_TASK BRIEF_: Return each line of the listing below, unchanged, and omit the images.

◆ ◆ ◆ ◆ ◆

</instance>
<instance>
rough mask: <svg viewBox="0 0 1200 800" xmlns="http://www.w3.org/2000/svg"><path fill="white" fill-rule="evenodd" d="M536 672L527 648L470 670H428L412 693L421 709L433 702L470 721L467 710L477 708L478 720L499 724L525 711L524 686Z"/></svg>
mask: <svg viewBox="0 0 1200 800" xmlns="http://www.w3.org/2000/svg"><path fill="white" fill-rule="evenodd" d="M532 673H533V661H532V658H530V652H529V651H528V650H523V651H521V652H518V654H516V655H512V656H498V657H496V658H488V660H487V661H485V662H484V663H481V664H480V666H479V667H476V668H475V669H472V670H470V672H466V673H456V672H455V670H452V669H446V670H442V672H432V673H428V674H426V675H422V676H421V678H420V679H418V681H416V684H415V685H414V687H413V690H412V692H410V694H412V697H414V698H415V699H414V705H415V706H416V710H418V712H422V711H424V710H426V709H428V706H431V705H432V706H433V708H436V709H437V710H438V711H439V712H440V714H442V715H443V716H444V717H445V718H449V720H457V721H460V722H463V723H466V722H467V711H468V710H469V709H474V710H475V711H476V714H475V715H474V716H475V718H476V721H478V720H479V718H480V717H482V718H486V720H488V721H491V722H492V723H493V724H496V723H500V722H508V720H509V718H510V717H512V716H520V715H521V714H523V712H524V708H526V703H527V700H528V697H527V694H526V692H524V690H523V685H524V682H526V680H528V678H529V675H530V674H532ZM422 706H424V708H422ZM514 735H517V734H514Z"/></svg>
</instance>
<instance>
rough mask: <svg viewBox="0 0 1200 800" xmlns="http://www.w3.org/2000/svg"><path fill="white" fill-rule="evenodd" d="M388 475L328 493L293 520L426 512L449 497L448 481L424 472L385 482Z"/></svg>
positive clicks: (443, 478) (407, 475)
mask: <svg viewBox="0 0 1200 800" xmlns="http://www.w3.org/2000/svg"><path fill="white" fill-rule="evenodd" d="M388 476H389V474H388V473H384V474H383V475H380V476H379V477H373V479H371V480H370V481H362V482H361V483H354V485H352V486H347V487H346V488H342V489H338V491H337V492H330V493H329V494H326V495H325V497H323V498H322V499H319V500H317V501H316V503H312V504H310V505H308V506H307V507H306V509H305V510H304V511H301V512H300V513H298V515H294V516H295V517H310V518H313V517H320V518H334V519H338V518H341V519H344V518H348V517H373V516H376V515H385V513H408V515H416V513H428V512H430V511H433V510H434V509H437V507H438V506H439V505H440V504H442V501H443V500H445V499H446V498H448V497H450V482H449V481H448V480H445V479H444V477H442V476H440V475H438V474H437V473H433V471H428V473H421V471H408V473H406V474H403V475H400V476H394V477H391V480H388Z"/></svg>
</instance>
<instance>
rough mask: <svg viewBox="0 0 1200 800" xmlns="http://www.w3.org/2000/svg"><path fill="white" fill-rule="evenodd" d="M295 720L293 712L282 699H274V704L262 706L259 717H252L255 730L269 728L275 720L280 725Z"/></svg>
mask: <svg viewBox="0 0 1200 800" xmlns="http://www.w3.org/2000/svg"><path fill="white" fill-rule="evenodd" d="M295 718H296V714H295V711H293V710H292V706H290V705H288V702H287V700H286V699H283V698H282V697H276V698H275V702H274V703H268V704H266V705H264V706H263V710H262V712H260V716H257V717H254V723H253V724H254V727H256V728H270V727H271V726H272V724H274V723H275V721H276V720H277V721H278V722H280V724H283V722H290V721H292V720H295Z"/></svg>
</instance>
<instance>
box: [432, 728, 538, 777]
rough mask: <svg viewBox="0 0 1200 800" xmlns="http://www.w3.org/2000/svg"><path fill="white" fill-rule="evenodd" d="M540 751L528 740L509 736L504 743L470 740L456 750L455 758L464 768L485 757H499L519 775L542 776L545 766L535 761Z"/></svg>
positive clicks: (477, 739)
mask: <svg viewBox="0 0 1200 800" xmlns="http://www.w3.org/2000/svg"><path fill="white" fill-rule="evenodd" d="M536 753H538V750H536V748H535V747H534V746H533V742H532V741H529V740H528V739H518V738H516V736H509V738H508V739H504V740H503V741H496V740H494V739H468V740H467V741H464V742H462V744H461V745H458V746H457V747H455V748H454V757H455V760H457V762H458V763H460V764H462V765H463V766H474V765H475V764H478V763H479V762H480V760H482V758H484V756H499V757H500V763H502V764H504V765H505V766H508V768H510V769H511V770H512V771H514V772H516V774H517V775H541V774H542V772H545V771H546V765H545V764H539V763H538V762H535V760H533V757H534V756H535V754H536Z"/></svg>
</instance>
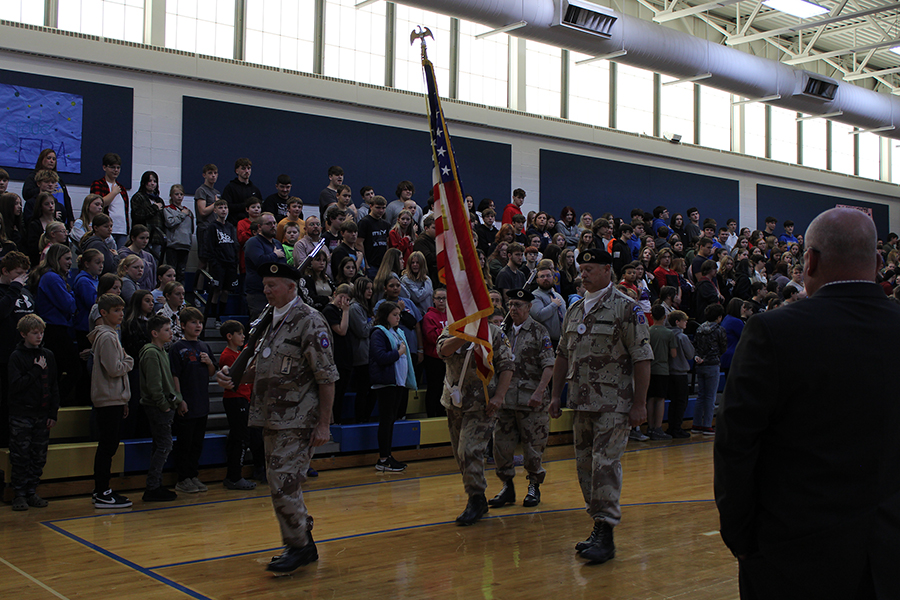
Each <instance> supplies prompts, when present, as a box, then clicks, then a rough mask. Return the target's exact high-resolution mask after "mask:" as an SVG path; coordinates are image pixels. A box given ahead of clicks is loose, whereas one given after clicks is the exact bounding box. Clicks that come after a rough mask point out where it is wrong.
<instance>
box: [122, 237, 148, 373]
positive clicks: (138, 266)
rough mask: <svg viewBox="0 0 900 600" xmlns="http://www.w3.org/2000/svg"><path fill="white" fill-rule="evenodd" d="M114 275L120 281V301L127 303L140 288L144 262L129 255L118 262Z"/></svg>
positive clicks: (136, 256) (136, 255) (136, 258)
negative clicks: (121, 287)
mask: <svg viewBox="0 0 900 600" xmlns="http://www.w3.org/2000/svg"><path fill="white" fill-rule="evenodd" d="M116 275H118V276H119V277H120V278H121V279H122V299H123V300H125V302H126V303H127V302H128V301H129V300H131V297H132V296H133V295H134V293H135V292H136V291H137V290H138V289H140V287H141V286H140V283H139V282H140V280H141V278H142V277H143V276H144V261H143V260H141V258H140V257H139V256H137V255H135V254H129V255H128V256H126V257H125V258H123V259H122V260H120V261H119V266H118V268H117V270H116ZM151 298H152V296H151ZM132 358H134V357H132Z"/></svg>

◆ ◆ ◆ ◆ ◆

_PROBLEM SOLUTION_:
</instance>
<instance>
rough mask: <svg viewBox="0 0 1200 800" xmlns="http://www.w3.org/2000/svg"><path fill="white" fill-rule="evenodd" d="M536 672L527 648L470 670H428L412 693L421 709L433 702L470 721L467 710L477 708L478 720L499 724L525 711L524 686Z"/></svg>
mask: <svg viewBox="0 0 1200 800" xmlns="http://www.w3.org/2000/svg"><path fill="white" fill-rule="evenodd" d="M532 673H533V661H532V658H530V652H529V651H528V650H523V651H521V652H518V654H516V655H512V656H498V657H496V658H488V660H487V661H485V662H484V663H481V664H480V666H479V667H476V668H475V669H472V670H470V672H466V673H456V672H455V670H452V669H446V670H442V672H432V673H428V674H426V675H422V676H421V678H420V679H418V681H416V684H415V685H414V687H413V690H412V692H410V694H412V697H414V698H415V699H414V705H415V706H416V710H418V712H422V711H424V710H426V709H428V706H431V705H432V706H433V708H436V709H437V710H438V711H439V712H440V714H442V715H443V716H444V717H445V718H449V720H457V721H460V722H463V723H466V722H467V711H468V710H469V709H474V710H475V711H476V714H475V715H474V716H475V718H476V721H478V720H479V718H480V717H482V718H486V720H488V721H491V722H492V723H493V724H496V723H500V722H508V720H509V718H510V717H512V716H520V715H521V714H523V712H524V708H526V703H527V700H528V697H527V694H526V692H524V690H523V685H524V682H526V680H528V678H529V675H530V674H532ZM422 706H424V708H422ZM514 735H517V734H514Z"/></svg>
</instance>
<instance>
rough mask: <svg viewBox="0 0 1200 800" xmlns="http://www.w3.org/2000/svg"><path fill="white" fill-rule="evenodd" d="M388 475L328 493L293 520L426 512L449 497L448 481L424 472L385 482Z"/></svg>
positive clicks: (443, 478) (407, 475)
mask: <svg viewBox="0 0 1200 800" xmlns="http://www.w3.org/2000/svg"><path fill="white" fill-rule="evenodd" d="M388 476H389V474H388V473H384V474H383V475H380V476H379V477H373V479H371V480H370V481H362V482H361V483H354V485H352V486H347V487H346V488H342V489H338V491H337V492H330V493H329V494H326V495H325V497H323V498H322V499H319V500H317V501H316V503H312V504H310V505H308V506H307V507H306V509H305V510H304V511H301V512H300V513H298V515H294V516H295V517H310V518H313V517H320V518H334V519H338V518H341V519H344V518H348V517H373V516H376V515H385V513H408V515H416V513H428V512H430V511H433V510H434V509H437V507H438V506H439V505H440V504H442V501H443V500H445V499H446V498H448V497H450V482H449V481H448V480H445V479H444V477H442V476H440V475H438V474H437V473H433V471H428V473H421V471H408V473H406V474H403V475H400V476H394V477H391V480H388Z"/></svg>
</instance>
<instance>
rough mask: <svg viewBox="0 0 1200 800" xmlns="http://www.w3.org/2000/svg"><path fill="white" fill-rule="evenodd" d="M295 720L293 712L282 699H274V704L262 706L259 717H252L255 730L269 728L275 720L280 725Z"/></svg>
mask: <svg viewBox="0 0 1200 800" xmlns="http://www.w3.org/2000/svg"><path fill="white" fill-rule="evenodd" d="M295 718H296V714H295V711H293V710H292V706H290V705H288V702H287V700H286V699H283V698H282V697H276V698H275V702H274V703H268V704H266V705H264V706H263V710H262V712H260V716H257V717H254V723H253V724H254V727H256V728H270V727H271V726H272V724H274V723H275V721H276V720H277V721H278V722H280V724H283V722H290V721H292V720H295Z"/></svg>
</instance>
<instance>
box: [432, 728, 538, 777]
rough mask: <svg viewBox="0 0 1200 800" xmlns="http://www.w3.org/2000/svg"><path fill="white" fill-rule="evenodd" d="M540 751L528 740L509 736L504 743L470 740L456 750L455 758L464 768L485 757H499L519 775L542 776L545 766L535 761Z"/></svg>
positive clicks: (477, 739)
mask: <svg viewBox="0 0 1200 800" xmlns="http://www.w3.org/2000/svg"><path fill="white" fill-rule="evenodd" d="M536 753H538V750H536V748H535V747H534V746H533V742H532V741H529V740H528V739H518V738H516V736H509V738H508V739H504V740H503V741H496V740H494V739H468V740H467V741H464V742H462V744H461V745H458V746H457V747H455V748H454V757H455V760H457V762H458V763H460V764H462V765H463V766H474V765H475V764H478V763H479V762H480V760H482V758H484V756H499V757H500V763H502V764H504V765H505V766H508V768H510V769H511V770H512V771H514V772H516V774H517V775H541V774H542V772H545V771H546V765H545V764H539V763H538V762H535V760H533V757H534V756H535V754H536Z"/></svg>
</instance>
Each <instance> supplies prompts, when present, as a box, then clicks, then a rough mask. Return the target's exact high-resolution mask after "mask:" as an SVG path; coordinates are image pixels. A box given ahead of clicks is loose, whereas one given after clicks is the exact bounding box. Clicks that come after a rough mask point out where it is wrong.
<instance>
box: [122, 237, 148, 373]
positive clicks: (138, 266)
rough mask: <svg viewBox="0 0 900 600" xmlns="http://www.w3.org/2000/svg"><path fill="white" fill-rule="evenodd" d="M114 275L120 281V301L127 303L140 288L144 262L129 255L118 262Z"/></svg>
positive clicks: (136, 256) (136, 255) (136, 258)
negative clicks: (121, 287)
mask: <svg viewBox="0 0 900 600" xmlns="http://www.w3.org/2000/svg"><path fill="white" fill-rule="evenodd" d="M116 275H118V276H119V277H120V278H121V279H122V299H123V300H125V302H126V303H127V302H128V301H129V300H131V297H132V296H133V295H134V293H135V292H136V291H137V290H138V289H140V287H141V286H140V283H139V282H140V280H141V278H142V277H143V276H144V261H143V260H141V258H140V257H139V256H137V255H135V254H129V255H128V256H126V257H125V258H123V259H122V260H120V261H119V266H118V268H117V270H116ZM151 298H152V296H151ZM132 358H134V357H132Z"/></svg>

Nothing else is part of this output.